Tuğbay Bilbay / Manajans JWT

– İnternet öncesi nitelikli, donanımlı insanın farkını anlamak daha kolaydı. Şimdi Google var. Herkes birkaç saatte bir brief ile ilgili her şeye ulaşıp donanımlı bir hale gelebiliyor (ne kadar oluyorsa).

– Yeni kuşak daha cesaretli ve bu iyi bir şey.

Engin Kafadar / Grey İstanbul

– Junior’ın yaratıcılığı bebeğin gazını çıkartması gibi. Senior çıkarırsa olmaz. Ama junior bebektir. O gazı çıkarıp rahatlaması gerek. İçinde kalmamalı. Çıkara çıkara rahatlayacak.

Yaşar Akbaş / Happy People Project

– İşe yeni başlayanlarda çok kolay yetinme ya da çok kolay aşık olabilme gibi bir özellik var ve bu iyi değil.

– Çaylaklar yetenekli olsa bile meslekte çok yetkin olmadıkları için getirdikleri fikirlerin çok iyi olduğunu sanıyorlar. Beğenmediğimiz zaman kızıyor, alınıyorlar.

§ Kayıtlar
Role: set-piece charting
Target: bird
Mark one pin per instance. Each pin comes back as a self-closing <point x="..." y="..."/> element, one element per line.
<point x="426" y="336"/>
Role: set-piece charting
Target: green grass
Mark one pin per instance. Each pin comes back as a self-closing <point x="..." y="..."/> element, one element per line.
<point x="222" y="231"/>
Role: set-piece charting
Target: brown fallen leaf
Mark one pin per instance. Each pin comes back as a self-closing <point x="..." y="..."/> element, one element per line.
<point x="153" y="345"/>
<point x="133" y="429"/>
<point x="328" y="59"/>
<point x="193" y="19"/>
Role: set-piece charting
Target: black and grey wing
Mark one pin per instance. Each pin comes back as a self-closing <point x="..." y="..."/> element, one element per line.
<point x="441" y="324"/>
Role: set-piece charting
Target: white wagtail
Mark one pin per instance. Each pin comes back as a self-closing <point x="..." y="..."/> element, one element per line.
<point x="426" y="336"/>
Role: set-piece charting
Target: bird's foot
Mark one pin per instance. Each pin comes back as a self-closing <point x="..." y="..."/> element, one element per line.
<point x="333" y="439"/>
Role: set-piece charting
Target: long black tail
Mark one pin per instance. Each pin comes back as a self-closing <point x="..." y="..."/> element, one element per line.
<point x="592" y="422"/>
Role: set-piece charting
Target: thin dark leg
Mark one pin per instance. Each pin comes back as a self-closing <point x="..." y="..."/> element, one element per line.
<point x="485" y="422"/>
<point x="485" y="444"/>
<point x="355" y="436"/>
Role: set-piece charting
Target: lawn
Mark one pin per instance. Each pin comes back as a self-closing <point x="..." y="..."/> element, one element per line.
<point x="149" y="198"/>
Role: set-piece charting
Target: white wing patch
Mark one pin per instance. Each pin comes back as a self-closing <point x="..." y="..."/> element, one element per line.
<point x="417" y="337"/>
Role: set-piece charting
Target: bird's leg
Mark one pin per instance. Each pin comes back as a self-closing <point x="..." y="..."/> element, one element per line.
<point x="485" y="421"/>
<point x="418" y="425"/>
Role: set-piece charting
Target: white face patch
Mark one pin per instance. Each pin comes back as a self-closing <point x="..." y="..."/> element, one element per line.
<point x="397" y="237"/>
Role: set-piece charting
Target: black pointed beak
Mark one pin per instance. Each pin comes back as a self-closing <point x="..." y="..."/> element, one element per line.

§ Verilen görev
Reklamcıların işe yeni başlayanlar hakkındaki sözlerini aktaran metni, son cümlesinden sonra devam ettirin.

§ Alıştırma yanıtı
– Ciddi bir tembellik sorunu var. Sosyal medyada harcanan zaman ve enerjinin çok az bölümünü işe harcıyor ve çok çabuk sıkılıyorlar.

– Bizim işimiz yetenek değil, çok çalışmaktır. Çok çalışmazsa dünyanın en yeteneklisi olsa dahi sıradan bir insan olarak kalmaya mahkumdur.

Marketing Power

Ahmet Akın

– Pazarlama yöneticilerin yüzde 76’sı son 4 yılda yaşanan gelişmelerin bugüne kadarki en köklü değişim olduğunda hemfikir.

– Aynı grubun yüzde 82’si müşteriyi tanıma sırasında, yüzde 79’u beğeniyi, yüzde 72’si yatırımın geri dönüşünü ölçmekten yana rahatsızlık, endişe hissediyor.

– Bu kadar hızlı değişen bir sektörde hiçbir şeyin sabit kalması düşünülemez.

– İyi içerik hala her şeyin önünde ve her şeyden daha çok belirleyici.

Alpay Alptekin / Turkcell

– 2 senedir gnctrkcll’de farklı şeyler yapıyoruz. Markayı gençlere teslim ettik ve temsil şansı verdik.

– Pazarlamacı olarak her gün yaptığımız ölümcül bir platformdan bungee jumping yapmak gibi. Tek yaptığımız şey cesaret etmek. Bu iş cesurların işidir.

– Senelik büyüme hedefiniz yüzde 3 ise bırakın o işi. Sizi mutlu eden başka şeyler de bulabilirsiniz. Hedef yüzde 10-20’den aşağı olmamalıdır.

– Elinizdeki alet, edevat ve silahları iyi tanıyın. Bunların hangisini, hangi sırada ve ne zaman kullanacağınızı bilin.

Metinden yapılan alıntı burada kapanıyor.